### [Assigned task A]
Repeat the passage of the kickboxing text from "2. Kickboxing (Muay" to "using Muay Thai." word for word.
### [Assigned task B]
Turn the paragraph of the kickboxing text that begins "Most training is done" into a short bulleted list that keeps its main facts.
### [Assigned task C]
According to the kickboxing text, which country does the style come from?

### [Text under study]
2. Kickboxing (Muay Thai)

Source: Dunia Sukan

One of the most favorite martial arts to both watch the professional matches of and practice is definitely kickboxing. The more engaged and acrobatic cousin of traditional boxing grew so popular that an umbrella term for everything involving both hands and legs is often considered kickboxing. However, this style originating from Thailand also involves knee and elbow strikes, as well as clinching, which is a type of grappling. Muay Thai has become very famous thanks to action movies of the 1980s and 1990s, in which many martial art savvy movie star acrobats like Jean Claude Van Damme beat the hell out of their opponents using Muay Thai.

Most training is done through Thai pads that help the fighters do the combos. When you learn all the attacks on the pads, sparring is the best (and the only) way to become better. It is hard on the hips and shoulders, as well as the general endurance. This makes it one of the toughest ones out there. If competing in a martial art is something you wish, there is no better style than kickboxing. Most of the best MMA fighters use it, at lest to some extent, as the base of their attacks. Naturally flexible people benefit from it the most. Self-defense-wise, it is somewhere on the middle levels of practicality.

### [Material supplied]
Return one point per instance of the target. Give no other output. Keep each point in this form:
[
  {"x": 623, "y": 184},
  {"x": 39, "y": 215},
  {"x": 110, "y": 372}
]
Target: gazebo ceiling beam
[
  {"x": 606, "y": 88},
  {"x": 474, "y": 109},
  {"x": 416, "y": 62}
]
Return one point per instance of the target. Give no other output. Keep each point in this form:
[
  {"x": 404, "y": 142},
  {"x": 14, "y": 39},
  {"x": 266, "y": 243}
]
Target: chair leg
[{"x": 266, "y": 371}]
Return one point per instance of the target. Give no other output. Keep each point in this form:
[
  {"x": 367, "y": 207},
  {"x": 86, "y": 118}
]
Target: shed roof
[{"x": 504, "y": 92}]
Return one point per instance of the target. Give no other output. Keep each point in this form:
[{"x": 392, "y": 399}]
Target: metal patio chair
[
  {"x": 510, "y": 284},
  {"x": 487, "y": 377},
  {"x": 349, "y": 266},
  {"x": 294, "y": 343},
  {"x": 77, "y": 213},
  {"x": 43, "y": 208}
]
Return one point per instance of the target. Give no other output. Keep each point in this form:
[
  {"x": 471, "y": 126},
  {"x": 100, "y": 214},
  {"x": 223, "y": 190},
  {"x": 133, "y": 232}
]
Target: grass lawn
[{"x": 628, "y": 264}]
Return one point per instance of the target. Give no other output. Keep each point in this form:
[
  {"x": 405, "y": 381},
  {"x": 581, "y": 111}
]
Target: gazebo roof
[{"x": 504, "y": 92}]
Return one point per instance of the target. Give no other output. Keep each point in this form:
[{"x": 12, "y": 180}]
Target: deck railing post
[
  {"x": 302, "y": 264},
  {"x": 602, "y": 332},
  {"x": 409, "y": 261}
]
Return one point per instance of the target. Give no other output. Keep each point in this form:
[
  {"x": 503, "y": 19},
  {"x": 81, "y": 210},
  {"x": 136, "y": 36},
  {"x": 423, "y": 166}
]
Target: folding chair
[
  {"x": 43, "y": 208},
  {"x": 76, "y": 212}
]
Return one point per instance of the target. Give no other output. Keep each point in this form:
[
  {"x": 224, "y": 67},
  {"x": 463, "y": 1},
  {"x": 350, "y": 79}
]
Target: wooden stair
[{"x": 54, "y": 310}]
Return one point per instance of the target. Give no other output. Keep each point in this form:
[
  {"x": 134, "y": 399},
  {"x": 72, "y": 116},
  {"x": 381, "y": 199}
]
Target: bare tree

### [Answer space A]
2. Kickboxing (Muay Thai)

Source: Dunia Sukan

One of the most favorite martial arts to both watch the professional matches of and practice is definitely kickboxing. The more engaged and acrobatic cousin of traditional boxing grew so popular that an umbrella term for everything involving both hands and legs is often considered kickboxing. However, this style originating from Thailand also involves knee and elbow strikes, as well as clinching, which is a type of grappling. Muay Thai has become very famous thanks to action movies of the 1980s and 1990s, in which many martial art savvy movie star acrobats like Jean Claude Van Damme beat the hell out of their opponents using Muay Thai.

### [Answer space B]
- Most training uses Thai pads to practice combos.
- After learning the attacks on the pads, sparring is the best and only way to improve.
- It is hard on the hips, shoulders and general endurance, making it one of the toughest styles.
- For competing, no style is better; most top MMA fighters base their attacks on it to some extent.
- Naturally flexible people benefit most.
- For self-defense, it ranks in the middle levels of practicality.

### [Answer space C]
Thailand.